> [Dati forniti]
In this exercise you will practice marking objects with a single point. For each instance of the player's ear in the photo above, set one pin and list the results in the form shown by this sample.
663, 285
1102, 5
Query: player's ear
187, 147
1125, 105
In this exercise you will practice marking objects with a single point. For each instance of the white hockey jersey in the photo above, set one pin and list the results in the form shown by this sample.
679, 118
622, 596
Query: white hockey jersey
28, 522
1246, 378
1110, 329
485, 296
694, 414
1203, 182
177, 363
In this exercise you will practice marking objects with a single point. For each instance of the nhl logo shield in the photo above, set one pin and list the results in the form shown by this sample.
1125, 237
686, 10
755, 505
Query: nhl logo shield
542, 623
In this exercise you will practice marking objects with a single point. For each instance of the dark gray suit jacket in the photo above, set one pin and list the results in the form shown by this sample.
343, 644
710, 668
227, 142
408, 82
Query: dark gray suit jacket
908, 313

> [Da svolgere]
Disponi in una tabella Markdown le righe che vanno da quella contenente "of the white" fino all'ultima riga dei dati, estremi inclusi, tralasciando quelle vuote. Usa due colonne: Numero, con il numero progressivo, e Riga, con il testo della riga.

> [Soluzione dell'esercizio]
| Numero | Riga |
|---|---|
| 1 | In this exercise you will practice marking objects with a single point. For each instance of the white hockey jersey in the photo above, set one pin and list the results in the form shown by this sample. |
| 2 | 679, 118 |
| 3 | 622, 596 |
| 4 | Query: white hockey jersey |
| 5 | 28, 522 |
| 6 | 1246, 378 |
| 7 | 1110, 329 |
| 8 | 485, 296 |
| 9 | 694, 414 |
| 10 | 1203, 182 |
| 11 | 177, 363 |
| 12 | In this exercise you will practice marking objects with a single point. For each instance of the nhl logo shield in the photo above, set one pin and list the results in the form shown by this sample. |
| 13 | 1125, 237 |
| 14 | 686, 10 |
| 15 | 755, 505 |
| 16 | Query: nhl logo shield |
| 17 | 542, 623 |
| 18 | In this exercise you will practice marking objects with a single point. For each instance of the dark gray suit jacket in the photo above, set one pin and list the results in the form shown by this sample. |
| 19 | 343, 644 |
| 20 | 710, 668 |
| 21 | 227, 142 |
| 22 | 408, 82 |
| 23 | Query: dark gray suit jacket |
| 24 | 908, 313 |